Your task is to retype each line of the data below exactly.

*** Given records ***

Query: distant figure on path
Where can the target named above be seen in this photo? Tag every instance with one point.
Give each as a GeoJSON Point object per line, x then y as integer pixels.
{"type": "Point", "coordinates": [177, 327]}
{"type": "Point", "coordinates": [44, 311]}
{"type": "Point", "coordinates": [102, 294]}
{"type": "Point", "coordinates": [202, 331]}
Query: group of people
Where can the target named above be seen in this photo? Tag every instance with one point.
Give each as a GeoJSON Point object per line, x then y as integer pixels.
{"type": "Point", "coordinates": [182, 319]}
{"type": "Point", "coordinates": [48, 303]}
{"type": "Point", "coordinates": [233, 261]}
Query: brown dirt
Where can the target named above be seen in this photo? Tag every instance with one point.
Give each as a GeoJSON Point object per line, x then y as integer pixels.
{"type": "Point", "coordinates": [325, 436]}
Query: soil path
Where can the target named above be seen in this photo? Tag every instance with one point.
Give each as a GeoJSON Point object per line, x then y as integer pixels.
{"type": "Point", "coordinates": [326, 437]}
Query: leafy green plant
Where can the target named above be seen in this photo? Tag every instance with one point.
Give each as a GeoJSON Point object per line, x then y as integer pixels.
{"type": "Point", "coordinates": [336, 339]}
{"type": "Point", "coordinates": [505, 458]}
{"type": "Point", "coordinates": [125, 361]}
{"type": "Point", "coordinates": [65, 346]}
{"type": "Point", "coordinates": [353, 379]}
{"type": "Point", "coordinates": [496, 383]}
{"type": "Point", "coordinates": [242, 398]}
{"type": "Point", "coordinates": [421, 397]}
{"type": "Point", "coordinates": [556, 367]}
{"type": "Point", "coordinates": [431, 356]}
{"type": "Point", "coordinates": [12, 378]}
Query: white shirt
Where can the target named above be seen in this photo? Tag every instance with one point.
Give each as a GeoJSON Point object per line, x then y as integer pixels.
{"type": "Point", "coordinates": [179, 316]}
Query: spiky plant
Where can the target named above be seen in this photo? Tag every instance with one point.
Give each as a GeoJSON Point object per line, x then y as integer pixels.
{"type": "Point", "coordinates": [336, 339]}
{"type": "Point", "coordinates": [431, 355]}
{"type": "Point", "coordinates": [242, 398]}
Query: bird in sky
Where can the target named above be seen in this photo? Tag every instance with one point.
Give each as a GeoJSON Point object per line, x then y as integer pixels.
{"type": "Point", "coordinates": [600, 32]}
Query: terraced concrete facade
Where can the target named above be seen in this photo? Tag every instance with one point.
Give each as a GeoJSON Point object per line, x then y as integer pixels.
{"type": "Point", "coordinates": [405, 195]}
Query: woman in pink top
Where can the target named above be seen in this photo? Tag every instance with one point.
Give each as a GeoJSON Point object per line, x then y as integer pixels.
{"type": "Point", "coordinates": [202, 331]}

*** End of Given records ***

• [Result]:
Query: distant figure on path
Where can the target named above be seen in this photo? Tag every instance with one point.
Give each as a GeoJSON Point object per line, x then y as integer pixels.
{"type": "Point", "coordinates": [177, 327]}
{"type": "Point", "coordinates": [44, 311]}
{"type": "Point", "coordinates": [102, 294]}
{"type": "Point", "coordinates": [202, 331]}
Query: group of people
Where can the target named above be seen in this photo? Tag every instance with one point.
Give each as a GeoJSON Point object per line, x then y as integer pixels.
{"type": "Point", "coordinates": [182, 319]}
{"type": "Point", "coordinates": [48, 303]}
{"type": "Point", "coordinates": [233, 261]}
Query: brown dirt
Where can the target named above be seen in this photo? Tag every instance with one point.
Give each as a GeoJSON Point object per line, x then y as integer pixels.
{"type": "Point", "coordinates": [325, 436]}
Query: soil path
Where can the target named above be seen in this photo? Tag every instance with one point.
Give each as a GeoJSON Point object per line, x then y as integer pixels.
{"type": "Point", "coordinates": [326, 437]}
Query: leafy green plant
Where can the target named above be seen in this photo? Tag every instance with one point.
Give each as a GeoJSON Point object per line, x then y as integer pixels.
{"type": "Point", "coordinates": [336, 339]}
{"type": "Point", "coordinates": [505, 458]}
{"type": "Point", "coordinates": [125, 361]}
{"type": "Point", "coordinates": [65, 346]}
{"type": "Point", "coordinates": [353, 379]}
{"type": "Point", "coordinates": [496, 383]}
{"type": "Point", "coordinates": [242, 398]}
{"type": "Point", "coordinates": [421, 397]}
{"type": "Point", "coordinates": [556, 367]}
{"type": "Point", "coordinates": [431, 356]}
{"type": "Point", "coordinates": [12, 378]}
Query: white shirt
Where can the target named above be seen in this photo? Tag every instance with one point.
Give each as a GeoJSON Point object per line, x then y as integer pixels.
{"type": "Point", "coordinates": [179, 316]}
Query: spiky plant
Where can the target named above be seen in this photo? Tag every instance with one point.
Give each as a GeoJSON Point object per line, x then y as integer pixels.
{"type": "Point", "coordinates": [336, 339]}
{"type": "Point", "coordinates": [431, 355]}
{"type": "Point", "coordinates": [242, 398]}
Query: bird in sky
Where can the target named above be seen in this photo? Tag every instance with one point.
Give each as a GeoJSON Point object per line, x then y as integer pixels.
{"type": "Point", "coordinates": [600, 32]}
Query: terraced concrete facade
Where can the target named above be seen in this photo? Tag every instance with one point.
Give each as a GeoJSON Point object per line, x then y as integer pixels.
{"type": "Point", "coordinates": [405, 195]}
Query: woman in pink top
Where can the target named above be seen in this photo? Tag every instance with one point.
Give each as a GeoJSON Point object per line, x then y as integer pixels.
{"type": "Point", "coordinates": [202, 331]}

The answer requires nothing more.